-------- Selected text --------
Thus, Dr. Carandang says, there are four essential keys parents must remember in order to raise children who will become truth-tellers. First, a parent needs to validate his/her child’s truth. For example, when a child comes home saying that his teacher has unnecessarily yelled at him, don’t just say that “Well, that’s your teacher; you have to just take it.” As a parent, you need to probe and affirm what happened. If indeed the teacher was wrong in doing so, you can say, “Yes, okay, I understand, you have the right to feel angry too.” Do not just set aside your child’s feelings because it will erode his/her self-worth.

Second, don’t be impulsive. The reason many children lie is because they are fearful. Your child should be able to trust you, to know that you will accept the news and be non-judgmental. When your child brings home a report card that is not up to your standards, do not just lash out at him/her. Find out what happened and try to find solutions together. Third, when you catch your child lying, confront it and try to get the truth out. Don’t be in denial. Last, but most important of all, is that you must be a truth-teller yourself. Carandang says that children always watch and learn so parents need to be vigilant about their behavior because children pick-up signals so quickly and take these as gospel truth. Thus, if there are issues within your family, confront them, no matter how painful. It is only by accepting them that you are able to move on and remain true to yourselves.
In light of what is happening in our country, she emphasizes that as parents, we must inculcate in our children, the values of truth and inner strength for it is the only means by which we can achieve hope and get out of our predicament. Once more she refers to Aung San Su Kyi who defined truth and inner strength as “a spiritual steadiness that comes from the belief that what you are doing is right even if it doesn’t bring you immediate concrete benefits. It’s the fact that you are doing something that helps shore up your spiritual power. It is very powerful.”
-------- Supplied material --------
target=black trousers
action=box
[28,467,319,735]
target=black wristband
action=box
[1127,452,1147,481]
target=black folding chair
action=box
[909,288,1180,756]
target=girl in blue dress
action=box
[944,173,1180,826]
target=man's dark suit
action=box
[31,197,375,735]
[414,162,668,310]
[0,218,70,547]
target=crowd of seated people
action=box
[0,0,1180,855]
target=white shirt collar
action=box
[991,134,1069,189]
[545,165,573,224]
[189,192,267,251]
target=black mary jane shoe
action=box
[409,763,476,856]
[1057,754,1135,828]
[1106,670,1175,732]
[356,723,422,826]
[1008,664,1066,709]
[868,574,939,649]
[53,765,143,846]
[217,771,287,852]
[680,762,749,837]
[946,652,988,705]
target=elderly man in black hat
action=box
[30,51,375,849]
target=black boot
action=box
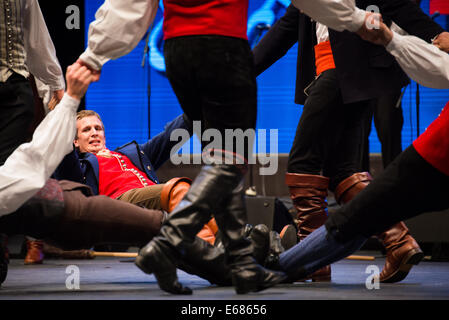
[176,237,232,287]
[215,181,285,294]
[136,150,284,294]
[135,159,248,294]
[0,234,9,285]
[214,224,270,266]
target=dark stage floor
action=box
[0,252,449,300]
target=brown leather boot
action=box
[285,173,331,282]
[161,177,218,245]
[42,242,95,259]
[378,222,424,283]
[335,172,424,282]
[24,240,44,264]
[161,177,192,213]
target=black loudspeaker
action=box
[245,196,295,233]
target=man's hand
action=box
[75,59,101,82]
[66,63,93,100]
[48,89,64,110]
[433,31,449,53]
[357,12,393,46]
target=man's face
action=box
[74,116,106,154]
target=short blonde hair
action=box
[75,110,104,140]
--------
Your instructions:
Copy out the whole text on raising children to be truth-tellers word for word. The data has nothing to do with the text about raising children who tell the truth.

Task output:
Thus, Dr. Carandang says, there are four essential keys parents must remember in order to raise children who will become truth-tellers. First, a parent needs to validate his/her child’s truth. For example, when a child comes home saying that his teacher has unnecessarily yelled at him, don’t just say that “Well, that’s your teacher; you have to just take it.” As a parent, you need to probe and affirm what happened. If indeed the teacher was wrong in doing so, you can say, “Yes, okay, I understand, you have the right to feel angry too.” Do not just set aside your child’s feelings because it will erode his/her self-worth.

Second, don’t be impulsive. The reason many children lie is because they are fearful. Your child should be able to trust you, to know that you will accept the news and be non-judgmental. When your child brings home a report card that is not up to your standards, do not just lash out at him/her. Find out what happened and try to find solutions together. Third, when you catch your child lying, confront it and try to get the truth out. Don’t be in denial. Last, but most important of all, is that you must be a truth-teller yourself. Carandang says that children always watch and learn so parents need to be vigilant about their behavior because children pick-up signals so quickly and take these as gospel truth. Thus, if there are issues within your family, confront them, no matter how painful. It is only by accepting them that you are able to move on and remain true to yourselves.
In light of what is happening in our country, she emphasizes that as parents, we must inculcate in our children, the values of truth and inner strength for it is the only means by which we can achieve hope and get out of our predicament. Once more she refers to Aung San Su Kyi who defined truth and inner strength as “a spiritual steadiness that comes from the belief that what you are doing is right even if it doesn’t bring you immediate concrete benefits. It’s the fact that you are doing something that helps shore up your spiritual power. It is very powerful.”